__EXTRACT__.
%%

Dr. Black’s interest in young people led to creation of field

By Sandy Main • Last Updated 1:16 pm on Thursday, December 08, 2011

Dr. Duncan K. Black

Duncan K. Black was born March 8, 1861, in Belmont, Ontario. He received his medical training at the Michigan College of Medicine in Detroit, graduating in 1886, and later completed a post-graduate course at the New York School of Medicine.

He came to Greenville in March 1890 and purchased the medical practice of Dr. C.M. Martin. He bought the Martin home, too, located at 610 S. Franklin St., where he lived the rest of his life. He returned to Canada to be married in July and brought his bride home to Greenville.

His business card advertisement in the Greenville Independent at first read: “Duncan K. Black, M.D. Physician and Surgeon. Office rear G.E. Slawson & Co.’s Drug Store. Residence, former residence of Dr. Martin.”

As time went on the advertisement changed to say “Office Cass St., opposite Opera House. Residence 610 S. Franklin street. Office hours 2 to 4 p.m. and 7 to 8 p.m.”

Dr. Black was active in the community, being a member of several lodges as well as the Washington Club and the Congregational church. He was a director of the Greenville Telephone Exchange, a founding member of the Greenville Fair Association and an organizer of the Greenville Fixture Co., which was part of the operations of the Ranney Refrigerator Co. He served as vice president of the Commercial State Savings Bank and director of the Moore Implement Co.

But it was with children and young people that his greatest interest lay.

“Dr. Black loved young people. Children were his delight and they loved him,” stated the Greenville Independent in a tribute in 1916.

He served as a member of the school board and played a significant role in the building of the school completed in 1912 to replace the old Union school that burned.

He was one of five men of whom Harriet Macomber wrote in “The History of Montcalm County, Michigan” published in 1916: “Too much cannot be said in honor of the men who have personally superintended the building of this fine school and its equipment. No effort was considered by them too great to make for the success of this school plant, although they are busy men, with more than enough business of their own to occupy their time.”

The Independent echoed that sentiment: “The great school building which is Greenville’s pride today was his great interest during its entire building; daily he visited it, bringing all his influence as a member of the school board toward having the best everywhere.”

%%

__THINGS TO DO__.
1 > Reproduce the passage of the article on Dr. Black above verbatim, from "Dr. Duncan K." to "home to Greenville.".
2 > Answer these questions from the article on Dr. Black above:
(a) In what year did Black graduate from the Michigan College of Medicine in Detroit?
(b) Whose medical practice did he purchase on coming to Greenville?
(c) In what year was the school that replaced the old Union school completed?

(Stored items)
%%

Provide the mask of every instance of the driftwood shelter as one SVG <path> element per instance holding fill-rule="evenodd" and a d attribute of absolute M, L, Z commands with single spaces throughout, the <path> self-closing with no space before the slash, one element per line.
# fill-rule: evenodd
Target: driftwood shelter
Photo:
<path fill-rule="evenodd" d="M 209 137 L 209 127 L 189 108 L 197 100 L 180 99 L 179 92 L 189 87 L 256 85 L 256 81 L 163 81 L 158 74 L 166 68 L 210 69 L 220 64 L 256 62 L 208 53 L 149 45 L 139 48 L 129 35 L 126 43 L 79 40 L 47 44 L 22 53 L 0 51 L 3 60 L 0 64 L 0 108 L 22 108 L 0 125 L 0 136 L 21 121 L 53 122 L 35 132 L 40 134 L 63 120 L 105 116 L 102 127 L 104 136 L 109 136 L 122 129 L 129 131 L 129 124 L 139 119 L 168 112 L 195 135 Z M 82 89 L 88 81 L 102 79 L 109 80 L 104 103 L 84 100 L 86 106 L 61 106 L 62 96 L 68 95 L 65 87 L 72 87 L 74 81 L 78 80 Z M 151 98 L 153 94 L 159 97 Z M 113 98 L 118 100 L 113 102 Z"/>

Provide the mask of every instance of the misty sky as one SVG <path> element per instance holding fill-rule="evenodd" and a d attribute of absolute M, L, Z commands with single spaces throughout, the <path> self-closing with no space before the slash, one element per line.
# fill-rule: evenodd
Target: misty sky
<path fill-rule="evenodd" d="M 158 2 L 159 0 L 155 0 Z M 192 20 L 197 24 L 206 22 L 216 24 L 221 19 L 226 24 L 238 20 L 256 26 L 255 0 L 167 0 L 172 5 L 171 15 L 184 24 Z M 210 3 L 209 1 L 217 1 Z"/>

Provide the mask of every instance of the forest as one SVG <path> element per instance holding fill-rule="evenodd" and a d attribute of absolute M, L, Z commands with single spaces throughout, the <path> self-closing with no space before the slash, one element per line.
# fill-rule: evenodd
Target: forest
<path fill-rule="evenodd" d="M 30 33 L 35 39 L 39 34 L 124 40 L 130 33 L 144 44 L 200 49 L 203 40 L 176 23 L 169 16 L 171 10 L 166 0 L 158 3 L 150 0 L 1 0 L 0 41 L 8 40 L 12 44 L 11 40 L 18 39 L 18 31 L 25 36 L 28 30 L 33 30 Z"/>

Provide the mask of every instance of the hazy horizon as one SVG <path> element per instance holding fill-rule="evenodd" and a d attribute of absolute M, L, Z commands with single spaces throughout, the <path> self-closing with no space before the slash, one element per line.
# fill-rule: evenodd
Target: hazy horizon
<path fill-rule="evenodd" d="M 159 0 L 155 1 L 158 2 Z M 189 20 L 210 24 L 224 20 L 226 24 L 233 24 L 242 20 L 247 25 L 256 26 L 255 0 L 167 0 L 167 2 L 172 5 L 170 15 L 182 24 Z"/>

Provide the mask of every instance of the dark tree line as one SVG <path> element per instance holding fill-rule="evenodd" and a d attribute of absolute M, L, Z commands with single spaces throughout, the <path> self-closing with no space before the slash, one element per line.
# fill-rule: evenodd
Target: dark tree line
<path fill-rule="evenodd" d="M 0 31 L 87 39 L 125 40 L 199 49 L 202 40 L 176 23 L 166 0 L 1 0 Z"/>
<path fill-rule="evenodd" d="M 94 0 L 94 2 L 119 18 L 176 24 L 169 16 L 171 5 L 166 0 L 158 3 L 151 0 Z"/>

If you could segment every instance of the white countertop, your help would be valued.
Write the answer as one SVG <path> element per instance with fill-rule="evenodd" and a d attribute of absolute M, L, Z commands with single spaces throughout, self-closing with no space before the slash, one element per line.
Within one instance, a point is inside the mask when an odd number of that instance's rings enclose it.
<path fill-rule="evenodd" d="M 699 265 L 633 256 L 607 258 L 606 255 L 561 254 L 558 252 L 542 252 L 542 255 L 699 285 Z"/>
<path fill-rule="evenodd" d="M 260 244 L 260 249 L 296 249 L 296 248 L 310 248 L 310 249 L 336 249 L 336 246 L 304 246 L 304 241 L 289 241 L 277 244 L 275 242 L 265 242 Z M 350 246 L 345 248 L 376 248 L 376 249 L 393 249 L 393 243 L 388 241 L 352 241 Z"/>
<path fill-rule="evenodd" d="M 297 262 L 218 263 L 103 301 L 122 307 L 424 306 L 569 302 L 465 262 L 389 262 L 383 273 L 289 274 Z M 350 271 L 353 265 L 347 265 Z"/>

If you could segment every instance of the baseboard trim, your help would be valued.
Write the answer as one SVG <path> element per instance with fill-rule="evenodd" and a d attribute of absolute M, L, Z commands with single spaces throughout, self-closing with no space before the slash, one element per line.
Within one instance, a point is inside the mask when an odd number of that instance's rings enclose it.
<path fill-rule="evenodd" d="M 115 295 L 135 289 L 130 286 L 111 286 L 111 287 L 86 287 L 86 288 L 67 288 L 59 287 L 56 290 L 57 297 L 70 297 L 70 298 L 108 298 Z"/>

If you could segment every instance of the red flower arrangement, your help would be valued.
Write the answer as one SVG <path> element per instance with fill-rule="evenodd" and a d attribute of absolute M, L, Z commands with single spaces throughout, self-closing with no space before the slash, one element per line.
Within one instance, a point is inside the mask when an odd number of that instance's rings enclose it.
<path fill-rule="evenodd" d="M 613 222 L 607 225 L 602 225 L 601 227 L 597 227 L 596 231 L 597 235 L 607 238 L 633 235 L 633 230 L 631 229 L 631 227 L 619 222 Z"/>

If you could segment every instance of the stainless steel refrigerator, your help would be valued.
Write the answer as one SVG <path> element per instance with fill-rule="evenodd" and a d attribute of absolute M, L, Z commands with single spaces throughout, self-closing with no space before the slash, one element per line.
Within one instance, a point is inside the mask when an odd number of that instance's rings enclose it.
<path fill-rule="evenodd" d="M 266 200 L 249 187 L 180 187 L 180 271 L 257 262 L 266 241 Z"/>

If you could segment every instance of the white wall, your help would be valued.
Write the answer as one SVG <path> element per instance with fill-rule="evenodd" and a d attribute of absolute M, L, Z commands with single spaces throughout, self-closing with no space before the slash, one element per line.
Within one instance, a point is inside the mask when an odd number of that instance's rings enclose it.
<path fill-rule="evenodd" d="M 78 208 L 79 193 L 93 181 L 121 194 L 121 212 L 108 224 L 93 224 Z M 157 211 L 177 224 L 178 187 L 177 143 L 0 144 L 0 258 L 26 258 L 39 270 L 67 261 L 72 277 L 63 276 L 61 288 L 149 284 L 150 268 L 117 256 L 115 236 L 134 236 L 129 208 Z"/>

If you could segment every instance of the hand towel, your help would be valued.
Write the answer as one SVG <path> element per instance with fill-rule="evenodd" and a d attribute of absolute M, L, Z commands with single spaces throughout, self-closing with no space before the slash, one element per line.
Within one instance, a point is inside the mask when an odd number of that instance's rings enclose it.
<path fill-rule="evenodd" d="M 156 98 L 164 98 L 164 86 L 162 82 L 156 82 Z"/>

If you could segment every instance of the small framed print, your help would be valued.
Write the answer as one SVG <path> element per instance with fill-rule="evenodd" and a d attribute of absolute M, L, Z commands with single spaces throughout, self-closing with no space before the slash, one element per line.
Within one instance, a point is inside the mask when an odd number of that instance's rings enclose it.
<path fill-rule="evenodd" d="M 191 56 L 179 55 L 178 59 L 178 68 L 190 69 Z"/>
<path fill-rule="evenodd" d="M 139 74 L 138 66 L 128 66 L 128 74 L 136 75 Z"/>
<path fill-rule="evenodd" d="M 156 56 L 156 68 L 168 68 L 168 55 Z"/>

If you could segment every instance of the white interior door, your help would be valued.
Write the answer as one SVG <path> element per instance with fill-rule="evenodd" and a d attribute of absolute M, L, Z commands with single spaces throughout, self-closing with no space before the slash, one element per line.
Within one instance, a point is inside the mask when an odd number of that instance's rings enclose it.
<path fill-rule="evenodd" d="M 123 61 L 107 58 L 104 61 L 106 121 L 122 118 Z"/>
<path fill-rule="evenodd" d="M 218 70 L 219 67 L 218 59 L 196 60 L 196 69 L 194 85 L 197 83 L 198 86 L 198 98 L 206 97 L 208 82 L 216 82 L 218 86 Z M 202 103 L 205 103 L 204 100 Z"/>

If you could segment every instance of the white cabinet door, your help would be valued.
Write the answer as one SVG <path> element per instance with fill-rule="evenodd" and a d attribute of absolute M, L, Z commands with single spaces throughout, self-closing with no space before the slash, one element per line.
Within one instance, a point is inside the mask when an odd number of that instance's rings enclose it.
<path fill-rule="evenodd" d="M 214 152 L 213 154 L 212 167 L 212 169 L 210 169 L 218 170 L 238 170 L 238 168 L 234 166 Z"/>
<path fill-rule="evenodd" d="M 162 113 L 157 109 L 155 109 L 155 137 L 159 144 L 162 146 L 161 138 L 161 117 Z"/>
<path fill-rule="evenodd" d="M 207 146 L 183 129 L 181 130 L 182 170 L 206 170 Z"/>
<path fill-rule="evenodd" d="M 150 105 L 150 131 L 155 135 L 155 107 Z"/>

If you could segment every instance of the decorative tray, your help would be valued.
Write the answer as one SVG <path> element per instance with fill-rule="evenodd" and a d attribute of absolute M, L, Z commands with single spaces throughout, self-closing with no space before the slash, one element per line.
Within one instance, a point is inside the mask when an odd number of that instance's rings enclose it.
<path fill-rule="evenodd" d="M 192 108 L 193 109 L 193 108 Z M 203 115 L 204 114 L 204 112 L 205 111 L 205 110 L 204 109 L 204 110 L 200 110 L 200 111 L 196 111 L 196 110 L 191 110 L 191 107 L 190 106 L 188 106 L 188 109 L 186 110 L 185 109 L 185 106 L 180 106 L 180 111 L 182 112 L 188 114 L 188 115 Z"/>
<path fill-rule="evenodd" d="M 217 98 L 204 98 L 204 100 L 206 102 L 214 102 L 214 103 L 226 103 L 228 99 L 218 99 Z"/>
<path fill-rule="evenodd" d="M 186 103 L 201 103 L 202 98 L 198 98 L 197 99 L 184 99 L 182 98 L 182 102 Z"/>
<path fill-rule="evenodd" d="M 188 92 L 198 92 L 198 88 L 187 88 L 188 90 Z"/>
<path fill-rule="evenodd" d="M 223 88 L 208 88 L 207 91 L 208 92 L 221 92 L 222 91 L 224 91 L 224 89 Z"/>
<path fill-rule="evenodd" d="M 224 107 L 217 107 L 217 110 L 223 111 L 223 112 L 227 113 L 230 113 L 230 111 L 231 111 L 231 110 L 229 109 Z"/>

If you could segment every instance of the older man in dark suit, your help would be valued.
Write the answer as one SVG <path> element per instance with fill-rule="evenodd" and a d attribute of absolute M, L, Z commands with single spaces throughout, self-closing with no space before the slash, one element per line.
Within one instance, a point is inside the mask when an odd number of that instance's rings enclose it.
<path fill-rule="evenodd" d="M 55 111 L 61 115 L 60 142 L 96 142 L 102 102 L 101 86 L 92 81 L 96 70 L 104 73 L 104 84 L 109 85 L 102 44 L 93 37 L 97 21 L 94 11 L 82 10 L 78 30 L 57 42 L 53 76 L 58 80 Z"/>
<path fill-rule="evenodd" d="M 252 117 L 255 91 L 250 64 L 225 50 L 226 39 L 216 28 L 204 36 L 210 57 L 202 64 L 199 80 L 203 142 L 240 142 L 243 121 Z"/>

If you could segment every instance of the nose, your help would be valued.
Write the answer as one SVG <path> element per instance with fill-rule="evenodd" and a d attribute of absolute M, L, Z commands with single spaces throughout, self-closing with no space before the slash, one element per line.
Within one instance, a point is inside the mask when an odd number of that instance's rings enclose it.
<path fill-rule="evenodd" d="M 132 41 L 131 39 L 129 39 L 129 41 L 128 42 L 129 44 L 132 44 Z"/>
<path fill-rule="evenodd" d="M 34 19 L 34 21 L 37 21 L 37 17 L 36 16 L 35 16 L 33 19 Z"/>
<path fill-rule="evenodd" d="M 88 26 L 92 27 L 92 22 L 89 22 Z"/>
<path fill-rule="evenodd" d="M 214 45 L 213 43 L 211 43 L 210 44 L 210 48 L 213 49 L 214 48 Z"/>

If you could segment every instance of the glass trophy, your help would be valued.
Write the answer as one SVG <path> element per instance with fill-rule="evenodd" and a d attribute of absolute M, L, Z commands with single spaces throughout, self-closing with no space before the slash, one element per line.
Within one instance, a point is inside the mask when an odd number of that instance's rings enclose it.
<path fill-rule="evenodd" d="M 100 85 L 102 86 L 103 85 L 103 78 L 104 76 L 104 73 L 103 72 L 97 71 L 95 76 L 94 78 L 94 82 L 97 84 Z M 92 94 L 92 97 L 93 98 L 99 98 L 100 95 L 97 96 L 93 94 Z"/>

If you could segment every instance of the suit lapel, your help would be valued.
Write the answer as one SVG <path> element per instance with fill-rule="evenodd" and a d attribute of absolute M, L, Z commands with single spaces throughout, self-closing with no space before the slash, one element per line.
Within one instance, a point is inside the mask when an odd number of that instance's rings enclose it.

%%

__ANSWERS BY TASK__.
1 >
Dr. Duncan K. Black

Duncan K. Black was born March 8, 1861, in Belmont, Ontario. He received his medical training at the Michigan College of Medicine in Detroit, graduating in 1886, and later completed a post-graduate course at the New York School of Medicine.

He came to Greenville in March 1890 and purchased the medical practice of Dr. C.M. Martin. He bought the Martin home, too, located at 610 S. Franklin St., where he lived the rest of his life. He returned to Canada to be married in July and brought his bride home to Greenville.

2 >
(a) 1886
(b) Dr. C.M. Martin's
(c) 1912